**** Selected excerpt ****
Getting an eye checkup will certainly determine your visual standing. If you are still not sure whether to go to a doctor or even if you have cataract symptoms at all, here are a few questions to consider:

  • Can I perform my job and drive safely?
  • Do I have problems reading?
  • Is it difficult to watch TV?
  • How do I see at night?
  • Do vision problems affect my level of independence?

Answering ‘yes’ to one or more of these questions could mean your eyes are struggling for one reason or another. If it is minimal, cataracts could be forming, but if it is a common challenge you might be living with cataracts and not even realize it.

Cataract Surgery Expectations

If your doctor recommends cataract surgery, there are a variety of procedures that can be utilized to get you back on your feet. There are various approaches to cataract surgery however this is a basic list of what to expect :

  • Outpatient – The surgery doesn’t take long and you can go home after
  • Preparation – You are anesthetized and do not experience the procedure awake
  • Procedure – Surgeon makes a circular incision around the eye’s lens, and then uses ultrasound technology to break up and remove the cloudy lens
  • New Hardware – After the infected lens is removed, a new, synthetic lens called an IOL or intraocular lens is slipped into the eye
  • Tools – Some surgeons use a scalpel for this procedure but more are switching to an ultra-short-pulse (femtosecond) laser. Dr. Christian Song, a cataract and refractive surgeon at Harvard-affiliated Massachusetts Eye and Ear Infirmary comments on the femtosecond laser, “It allows us to make incisions much more precisely than we can by hand, and softens the cataract for easier removal. I feel it’s also made the surgery a little safer,”
****
### Assigned task 1:
Decide whether each statement agrees with the cataract passage: (a) patients stay awake during cataract surgery; (b) the surgeon uses ultrasound technology to break up the cloudy lens; (c) more surgeons are switching from a laser to a scalpel. Answer yes or no for each, quoting the deciding words.
### Assigned task 2:
Print the cataract passage from "Getting an eye" up to and including "have problems reading?", reproducing every word without change.
**** Excerpted data ****
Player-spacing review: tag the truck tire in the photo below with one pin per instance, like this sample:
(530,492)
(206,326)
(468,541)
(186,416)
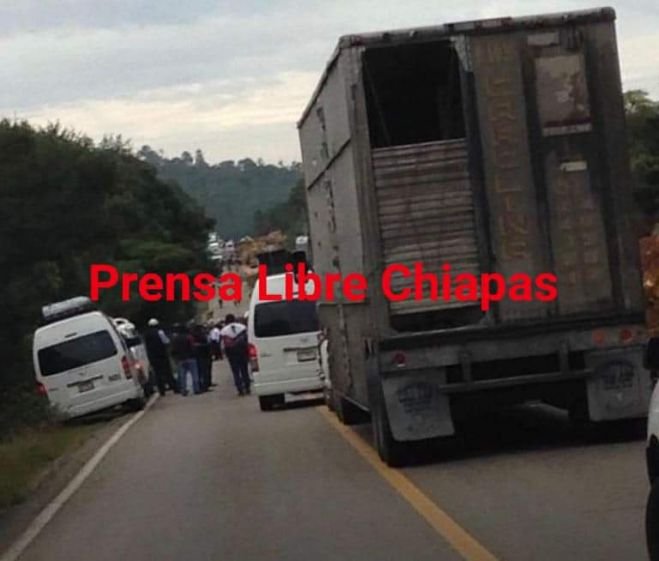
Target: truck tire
(330,399)
(269,402)
(347,412)
(652,522)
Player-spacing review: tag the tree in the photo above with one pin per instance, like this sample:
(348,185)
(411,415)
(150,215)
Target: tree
(68,204)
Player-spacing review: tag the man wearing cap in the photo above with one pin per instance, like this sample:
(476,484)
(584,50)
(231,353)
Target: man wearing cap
(157,343)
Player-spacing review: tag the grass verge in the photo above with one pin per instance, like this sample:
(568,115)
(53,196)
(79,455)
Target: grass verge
(25,456)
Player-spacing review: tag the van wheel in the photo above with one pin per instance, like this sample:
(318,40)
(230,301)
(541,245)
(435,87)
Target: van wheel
(136,404)
(269,402)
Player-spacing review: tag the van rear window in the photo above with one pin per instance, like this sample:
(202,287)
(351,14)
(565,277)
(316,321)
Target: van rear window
(287,317)
(76,353)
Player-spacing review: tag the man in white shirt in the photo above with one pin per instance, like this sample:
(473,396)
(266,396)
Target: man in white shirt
(235,347)
(215,339)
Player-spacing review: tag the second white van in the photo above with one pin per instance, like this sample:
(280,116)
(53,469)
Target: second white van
(82,363)
(283,338)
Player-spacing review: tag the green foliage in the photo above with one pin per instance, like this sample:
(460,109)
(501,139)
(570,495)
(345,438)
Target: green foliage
(290,216)
(68,204)
(643,137)
(230,192)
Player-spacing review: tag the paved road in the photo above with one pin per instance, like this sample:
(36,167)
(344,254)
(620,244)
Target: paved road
(211,477)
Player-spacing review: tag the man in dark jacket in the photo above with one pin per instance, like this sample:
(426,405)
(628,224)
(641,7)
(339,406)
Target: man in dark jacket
(156,343)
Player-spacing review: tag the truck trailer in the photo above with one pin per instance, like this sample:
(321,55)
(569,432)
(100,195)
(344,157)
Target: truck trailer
(491,146)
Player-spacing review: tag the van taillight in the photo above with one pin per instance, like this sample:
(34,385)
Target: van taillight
(253,357)
(125,364)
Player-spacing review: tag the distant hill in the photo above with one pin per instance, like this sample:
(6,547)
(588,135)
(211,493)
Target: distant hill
(230,192)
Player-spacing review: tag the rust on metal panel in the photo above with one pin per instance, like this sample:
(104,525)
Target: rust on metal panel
(508,176)
(426,213)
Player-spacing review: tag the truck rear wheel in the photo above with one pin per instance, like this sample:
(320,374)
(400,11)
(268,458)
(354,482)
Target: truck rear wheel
(269,402)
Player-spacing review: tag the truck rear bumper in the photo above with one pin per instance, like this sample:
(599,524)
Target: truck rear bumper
(611,382)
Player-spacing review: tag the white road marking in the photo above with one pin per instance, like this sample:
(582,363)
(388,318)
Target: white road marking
(51,509)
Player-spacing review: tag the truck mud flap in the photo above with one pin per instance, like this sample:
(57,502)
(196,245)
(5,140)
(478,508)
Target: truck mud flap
(417,409)
(620,386)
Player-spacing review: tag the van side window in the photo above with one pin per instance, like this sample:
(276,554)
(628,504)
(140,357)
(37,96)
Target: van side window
(76,353)
(287,317)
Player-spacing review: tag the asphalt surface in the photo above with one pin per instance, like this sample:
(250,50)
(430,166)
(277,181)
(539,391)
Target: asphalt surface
(211,477)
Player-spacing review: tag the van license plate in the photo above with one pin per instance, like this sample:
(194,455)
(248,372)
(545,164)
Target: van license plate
(85,387)
(306,355)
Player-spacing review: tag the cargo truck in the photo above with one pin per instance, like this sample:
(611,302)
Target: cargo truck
(491,146)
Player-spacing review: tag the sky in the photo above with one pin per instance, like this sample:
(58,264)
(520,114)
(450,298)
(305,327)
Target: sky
(230,78)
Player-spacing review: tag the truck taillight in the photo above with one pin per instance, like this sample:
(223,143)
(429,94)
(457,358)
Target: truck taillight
(125,364)
(253,357)
(400,359)
(41,389)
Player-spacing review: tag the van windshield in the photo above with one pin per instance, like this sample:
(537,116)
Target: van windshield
(287,317)
(76,353)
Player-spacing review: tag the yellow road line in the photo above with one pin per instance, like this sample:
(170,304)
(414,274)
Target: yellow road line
(465,544)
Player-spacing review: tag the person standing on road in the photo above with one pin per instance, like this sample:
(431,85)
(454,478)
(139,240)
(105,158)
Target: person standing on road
(204,357)
(183,353)
(235,347)
(156,343)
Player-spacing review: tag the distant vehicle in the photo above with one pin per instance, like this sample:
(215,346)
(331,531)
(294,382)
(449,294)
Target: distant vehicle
(495,148)
(136,345)
(81,361)
(284,346)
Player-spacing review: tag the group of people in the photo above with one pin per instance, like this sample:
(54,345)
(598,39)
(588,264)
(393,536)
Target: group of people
(193,348)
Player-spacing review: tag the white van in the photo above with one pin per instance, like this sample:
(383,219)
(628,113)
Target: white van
(283,339)
(81,362)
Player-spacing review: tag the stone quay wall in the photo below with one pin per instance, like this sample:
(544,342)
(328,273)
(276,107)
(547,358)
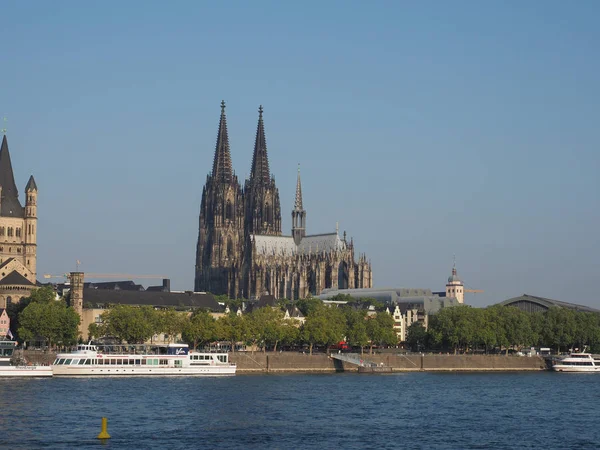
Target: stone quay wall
(281,362)
(270,362)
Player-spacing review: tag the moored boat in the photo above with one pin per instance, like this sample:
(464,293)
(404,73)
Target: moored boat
(12,365)
(577,362)
(141,360)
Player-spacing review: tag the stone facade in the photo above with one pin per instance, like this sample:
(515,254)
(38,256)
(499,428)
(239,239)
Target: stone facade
(241,251)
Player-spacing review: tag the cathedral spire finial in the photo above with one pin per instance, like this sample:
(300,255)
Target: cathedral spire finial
(222,170)
(298,201)
(260,173)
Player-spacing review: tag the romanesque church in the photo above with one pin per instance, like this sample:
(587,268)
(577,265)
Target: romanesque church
(18,233)
(241,251)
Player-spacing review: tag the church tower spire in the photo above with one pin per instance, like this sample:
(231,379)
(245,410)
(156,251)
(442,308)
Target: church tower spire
(455,287)
(260,160)
(263,210)
(221,223)
(222,171)
(10,206)
(298,214)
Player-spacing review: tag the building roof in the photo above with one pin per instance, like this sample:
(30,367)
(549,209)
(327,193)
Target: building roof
(285,245)
(9,200)
(321,242)
(6,262)
(16,279)
(266,300)
(545,303)
(125,285)
(157,299)
(31,186)
(295,313)
(274,245)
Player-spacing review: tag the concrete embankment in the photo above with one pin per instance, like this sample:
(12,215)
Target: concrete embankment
(320,363)
(281,362)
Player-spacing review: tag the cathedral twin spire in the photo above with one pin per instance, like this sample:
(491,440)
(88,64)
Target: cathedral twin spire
(260,160)
(222,167)
(222,170)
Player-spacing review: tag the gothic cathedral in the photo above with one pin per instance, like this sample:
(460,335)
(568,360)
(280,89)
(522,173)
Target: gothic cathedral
(241,251)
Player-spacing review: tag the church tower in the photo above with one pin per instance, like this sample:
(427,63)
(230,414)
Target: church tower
(263,211)
(30,228)
(298,214)
(221,233)
(455,287)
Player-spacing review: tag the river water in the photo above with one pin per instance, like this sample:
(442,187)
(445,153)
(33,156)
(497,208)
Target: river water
(342,411)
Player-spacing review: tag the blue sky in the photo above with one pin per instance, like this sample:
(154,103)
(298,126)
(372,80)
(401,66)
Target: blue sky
(426,129)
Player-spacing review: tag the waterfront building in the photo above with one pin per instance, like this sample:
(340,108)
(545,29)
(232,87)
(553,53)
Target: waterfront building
(532,304)
(241,251)
(455,287)
(90,300)
(4,323)
(18,234)
(407,306)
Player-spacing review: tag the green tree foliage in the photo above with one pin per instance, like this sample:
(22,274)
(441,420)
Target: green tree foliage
(467,329)
(233,328)
(324,325)
(380,330)
(170,322)
(308,305)
(45,294)
(416,336)
(266,327)
(199,329)
(133,324)
(51,321)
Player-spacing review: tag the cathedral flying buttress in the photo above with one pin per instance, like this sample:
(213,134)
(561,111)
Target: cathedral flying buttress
(241,251)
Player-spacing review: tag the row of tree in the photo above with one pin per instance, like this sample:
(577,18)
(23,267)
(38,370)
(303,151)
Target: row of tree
(464,329)
(40,317)
(264,328)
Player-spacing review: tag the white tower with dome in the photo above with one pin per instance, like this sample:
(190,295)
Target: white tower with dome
(455,287)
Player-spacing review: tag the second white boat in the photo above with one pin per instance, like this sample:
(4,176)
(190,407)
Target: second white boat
(141,360)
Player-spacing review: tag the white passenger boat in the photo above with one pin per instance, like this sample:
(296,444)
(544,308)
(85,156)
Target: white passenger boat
(578,362)
(141,360)
(11,365)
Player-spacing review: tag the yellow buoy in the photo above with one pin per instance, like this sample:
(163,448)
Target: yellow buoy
(103,433)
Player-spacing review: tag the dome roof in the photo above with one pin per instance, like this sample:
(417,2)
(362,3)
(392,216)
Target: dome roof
(453,278)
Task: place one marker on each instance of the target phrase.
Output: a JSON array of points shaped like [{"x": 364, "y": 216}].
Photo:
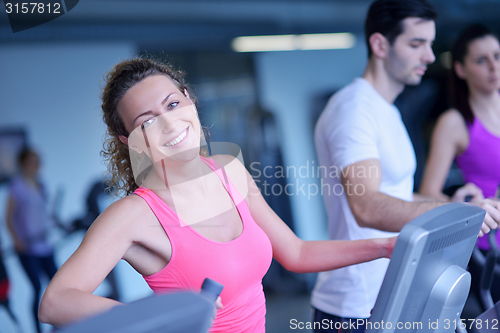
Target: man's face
[{"x": 411, "y": 51}]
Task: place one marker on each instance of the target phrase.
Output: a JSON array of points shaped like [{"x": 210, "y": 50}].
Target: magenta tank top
[
  {"x": 480, "y": 164},
  {"x": 239, "y": 264}
]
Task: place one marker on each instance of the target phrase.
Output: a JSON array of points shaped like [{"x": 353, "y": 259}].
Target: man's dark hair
[{"x": 386, "y": 16}]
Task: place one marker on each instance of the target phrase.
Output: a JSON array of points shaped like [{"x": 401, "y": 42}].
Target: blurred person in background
[{"x": 29, "y": 222}]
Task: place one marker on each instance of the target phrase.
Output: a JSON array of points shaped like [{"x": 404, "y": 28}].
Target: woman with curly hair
[{"x": 186, "y": 216}]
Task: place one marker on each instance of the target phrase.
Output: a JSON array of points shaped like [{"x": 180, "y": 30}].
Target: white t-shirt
[{"x": 358, "y": 124}]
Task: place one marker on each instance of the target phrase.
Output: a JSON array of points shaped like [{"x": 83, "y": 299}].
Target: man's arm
[
  {"x": 374, "y": 209},
  {"x": 377, "y": 210}
]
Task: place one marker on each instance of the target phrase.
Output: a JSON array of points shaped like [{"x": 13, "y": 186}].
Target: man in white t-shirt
[{"x": 361, "y": 133}]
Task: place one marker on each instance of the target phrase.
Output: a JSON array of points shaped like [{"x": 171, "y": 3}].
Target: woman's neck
[
  {"x": 166, "y": 174},
  {"x": 485, "y": 104}
]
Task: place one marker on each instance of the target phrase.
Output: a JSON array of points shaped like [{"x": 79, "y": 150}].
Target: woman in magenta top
[
  {"x": 470, "y": 131},
  {"x": 185, "y": 217}
]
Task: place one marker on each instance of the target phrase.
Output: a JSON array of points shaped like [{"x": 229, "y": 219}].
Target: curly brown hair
[{"x": 118, "y": 81}]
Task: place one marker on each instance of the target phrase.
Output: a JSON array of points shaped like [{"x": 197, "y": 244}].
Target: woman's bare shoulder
[
  {"x": 451, "y": 126},
  {"x": 125, "y": 211}
]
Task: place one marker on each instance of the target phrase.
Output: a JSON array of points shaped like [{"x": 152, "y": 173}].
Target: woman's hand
[
  {"x": 492, "y": 218},
  {"x": 468, "y": 190},
  {"x": 390, "y": 243}
]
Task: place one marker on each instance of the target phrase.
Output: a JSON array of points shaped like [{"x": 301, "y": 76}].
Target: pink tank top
[
  {"x": 239, "y": 264},
  {"x": 480, "y": 164}
]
****
### Answer area 1:
(a) No: "You are anesthetized and do not experience the procedure awake"
(b) Yes: "uses ultrasound technology to break up and remove the cloudy lens"
(c) No: "Some surgeons use a scalpel for this procedure but more are switching to an ultra-short-pulse (femtosecond) laser"

### Answer area 2:
Getting an eye checkup will certainly determine your visual standing. If you are still not sure whether to go to a doctor or even if you have cataract symptoms at all, here are a few questions to consider:

  • Can I perform my job and drive safely?
  • Do I have problems reading?